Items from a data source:

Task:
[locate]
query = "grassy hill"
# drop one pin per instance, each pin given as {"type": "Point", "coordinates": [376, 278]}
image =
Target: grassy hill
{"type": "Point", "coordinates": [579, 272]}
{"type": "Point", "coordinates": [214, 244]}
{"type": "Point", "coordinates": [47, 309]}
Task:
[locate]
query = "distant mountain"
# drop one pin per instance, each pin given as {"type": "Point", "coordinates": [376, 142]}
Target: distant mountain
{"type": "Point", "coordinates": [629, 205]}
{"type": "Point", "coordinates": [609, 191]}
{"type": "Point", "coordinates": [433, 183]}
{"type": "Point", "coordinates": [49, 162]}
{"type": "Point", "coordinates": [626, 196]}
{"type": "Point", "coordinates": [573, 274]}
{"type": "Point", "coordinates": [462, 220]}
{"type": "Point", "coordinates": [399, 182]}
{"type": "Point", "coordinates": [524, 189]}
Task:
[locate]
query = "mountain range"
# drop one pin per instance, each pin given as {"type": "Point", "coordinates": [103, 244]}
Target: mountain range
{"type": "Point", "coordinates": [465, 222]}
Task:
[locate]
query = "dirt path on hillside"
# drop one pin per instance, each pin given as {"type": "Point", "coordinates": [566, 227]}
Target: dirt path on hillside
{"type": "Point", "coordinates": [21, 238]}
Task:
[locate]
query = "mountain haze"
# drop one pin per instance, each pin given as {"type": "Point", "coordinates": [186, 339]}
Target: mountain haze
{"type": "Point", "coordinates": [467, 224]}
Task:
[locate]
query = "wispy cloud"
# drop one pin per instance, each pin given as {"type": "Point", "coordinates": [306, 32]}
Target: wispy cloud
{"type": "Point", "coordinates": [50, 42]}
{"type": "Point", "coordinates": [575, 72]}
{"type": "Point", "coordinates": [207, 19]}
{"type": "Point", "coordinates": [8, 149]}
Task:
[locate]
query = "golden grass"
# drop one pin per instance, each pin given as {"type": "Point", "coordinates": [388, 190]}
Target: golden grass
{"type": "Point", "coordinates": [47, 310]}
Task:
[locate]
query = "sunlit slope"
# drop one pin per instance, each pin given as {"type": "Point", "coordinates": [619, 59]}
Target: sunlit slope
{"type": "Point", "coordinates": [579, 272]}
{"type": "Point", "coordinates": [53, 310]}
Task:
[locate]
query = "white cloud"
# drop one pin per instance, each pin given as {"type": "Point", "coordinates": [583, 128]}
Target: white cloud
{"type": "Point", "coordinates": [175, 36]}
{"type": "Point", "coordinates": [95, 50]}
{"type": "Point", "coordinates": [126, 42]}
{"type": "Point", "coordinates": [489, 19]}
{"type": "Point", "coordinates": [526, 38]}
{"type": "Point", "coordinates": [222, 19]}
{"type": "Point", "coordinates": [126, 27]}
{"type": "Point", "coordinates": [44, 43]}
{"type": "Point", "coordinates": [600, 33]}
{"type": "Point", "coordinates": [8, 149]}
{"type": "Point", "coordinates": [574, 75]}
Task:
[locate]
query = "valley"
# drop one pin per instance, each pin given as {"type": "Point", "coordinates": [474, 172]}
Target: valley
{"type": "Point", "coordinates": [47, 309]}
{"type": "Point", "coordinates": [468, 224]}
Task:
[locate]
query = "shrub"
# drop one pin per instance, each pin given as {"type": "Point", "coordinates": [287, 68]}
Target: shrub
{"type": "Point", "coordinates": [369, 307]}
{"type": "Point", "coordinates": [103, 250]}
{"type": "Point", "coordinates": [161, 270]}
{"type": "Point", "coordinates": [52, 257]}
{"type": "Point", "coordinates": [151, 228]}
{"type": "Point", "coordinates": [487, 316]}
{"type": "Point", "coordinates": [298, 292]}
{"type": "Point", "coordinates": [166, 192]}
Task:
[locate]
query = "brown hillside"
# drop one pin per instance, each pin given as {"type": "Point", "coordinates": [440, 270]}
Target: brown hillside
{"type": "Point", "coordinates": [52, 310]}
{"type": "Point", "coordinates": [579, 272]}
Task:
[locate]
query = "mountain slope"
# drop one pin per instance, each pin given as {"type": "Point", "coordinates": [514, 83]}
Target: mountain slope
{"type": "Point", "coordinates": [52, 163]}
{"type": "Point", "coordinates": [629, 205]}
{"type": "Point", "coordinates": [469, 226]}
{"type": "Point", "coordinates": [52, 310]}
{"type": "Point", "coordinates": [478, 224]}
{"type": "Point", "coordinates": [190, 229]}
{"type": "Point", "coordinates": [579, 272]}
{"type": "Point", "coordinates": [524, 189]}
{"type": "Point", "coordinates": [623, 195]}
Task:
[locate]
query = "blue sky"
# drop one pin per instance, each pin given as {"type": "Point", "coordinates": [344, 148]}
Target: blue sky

Your goal: Give all the records again. Match them exactly.

Result:
Task:
[locate]
query = "grassy hill"
# drop one pin per instance, each pin given as {"type": "Point", "coordinates": [376, 278]}
image =
Target: grassy hill
{"type": "Point", "coordinates": [579, 272]}
{"type": "Point", "coordinates": [214, 244]}
{"type": "Point", "coordinates": [47, 309]}
Task:
[locate]
query = "distant mountain"
# drop one pin per instance, each pin given as {"type": "Point", "coordinates": [376, 142]}
Target: distant mountain
{"type": "Point", "coordinates": [629, 205]}
{"type": "Point", "coordinates": [609, 191]}
{"type": "Point", "coordinates": [433, 183]}
{"type": "Point", "coordinates": [49, 162]}
{"type": "Point", "coordinates": [626, 196]}
{"type": "Point", "coordinates": [573, 274]}
{"type": "Point", "coordinates": [462, 220]}
{"type": "Point", "coordinates": [399, 182]}
{"type": "Point", "coordinates": [524, 189]}
Task:
[locate]
query = "mountain range"
# drop one pin per instance, each pin given as {"type": "Point", "coordinates": [103, 244]}
Target: mountain range
{"type": "Point", "coordinates": [465, 222]}
Task:
[locate]
query = "dirt path on hillside"
# drop one pin per instance, each pin given as {"type": "Point", "coordinates": [566, 227]}
Target: dirt path on hillside
{"type": "Point", "coordinates": [21, 238]}
Task:
[locate]
query = "mountain haze"
# drop one pin per instance, each pin given as {"type": "Point", "coordinates": [186, 339]}
Target: mountain haze
{"type": "Point", "coordinates": [467, 224]}
Task:
[locate]
query = "wispy cloud"
# drop one pin per instance, each pin given as {"type": "Point", "coordinates": [306, 32]}
Target: wispy cloud
{"type": "Point", "coordinates": [50, 42]}
{"type": "Point", "coordinates": [575, 72]}
{"type": "Point", "coordinates": [207, 19]}
{"type": "Point", "coordinates": [8, 149]}
Task:
[locate]
query = "golden grass"
# drop one pin per instance, each pin given as {"type": "Point", "coordinates": [388, 190]}
Target: golden grass
{"type": "Point", "coordinates": [47, 310]}
Task:
[locate]
query = "sunlit slope"
# drop one pin per instance, each pin given as {"type": "Point", "coordinates": [619, 59]}
Target: sunlit slope
{"type": "Point", "coordinates": [579, 272]}
{"type": "Point", "coordinates": [53, 310]}
Task:
[locate]
query = "white cloud"
# drop one pin per instance, each pin given as {"type": "Point", "coordinates": [583, 128]}
Target: white cloud
{"type": "Point", "coordinates": [175, 36]}
{"type": "Point", "coordinates": [95, 50]}
{"type": "Point", "coordinates": [126, 42]}
{"type": "Point", "coordinates": [489, 19]}
{"type": "Point", "coordinates": [526, 38]}
{"type": "Point", "coordinates": [222, 19]}
{"type": "Point", "coordinates": [126, 27]}
{"type": "Point", "coordinates": [44, 43]}
{"type": "Point", "coordinates": [600, 33]}
{"type": "Point", "coordinates": [8, 149]}
{"type": "Point", "coordinates": [574, 75]}
Task:
[locate]
query = "valley"
# drop one pin per instance, each pin given as {"type": "Point", "coordinates": [474, 172]}
Target: valley
{"type": "Point", "coordinates": [47, 309]}
{"type": "Point", "coordinates": [468, 224]}
Task:
[locate]
query = "shrub"
# drop one pin per instance, each pin given as {"type": "Point", "coordinates": [287, 68]}
Target: shrub
{"type": "Point", "coordinates": [369, 307]}
{"type": "Point", "coordinates": [103, 250]}
{"type": "Point", "coordinates": [161, 270]}
{"type": "Point", "coordinates": [52, 257]}
{"type": "Point", "coordinates": [151, 228]}
{"type": "Point", "coordinates": [487, 316]}
{"type": "Point", "coordinates": [298, 292]}
{"type": "Point", "coordinates": [166, 192]}
Task:
[locate]
query = "brown hillside"
# drop one pin per instance, each pin given as {"type": "Point", "coordinates": [440, 270]}
Target: brown hillside
{"type": "Point", "coordinates": [52, 310]}
{"type": "Point", "coordinates": [579, 272]}
Task:
[locate]
query = "mountain slope"
# drop one pin per instance, each pin given as {"type": "Point", "coordinates": [514, 83]}
Target: mountain slope
{"type": "Point", "coordinates": [52, 163]}
{"type": "Point", "coordinates": [629, 205]}
{"type": "Point", "coordinates": [469, 226]}
{"type": "Point", "coordinates": [52, 310]}
{"type": "Point", "coordinates": [478, 224]}
{"type": "Point", "coordinates": [190, 229]}
{"type": "Point", "coordinates": [579, 272]}
{"type": "Point", "coordinates": [524, 189]}
{"type": "Point", "coordinates": [623, 195]}
Task:
[locate]
query = "blue sky"
# drop one pin per instance, each pin given as {"type": "Point", "coordinates": [344, 148]}
Target: blue sky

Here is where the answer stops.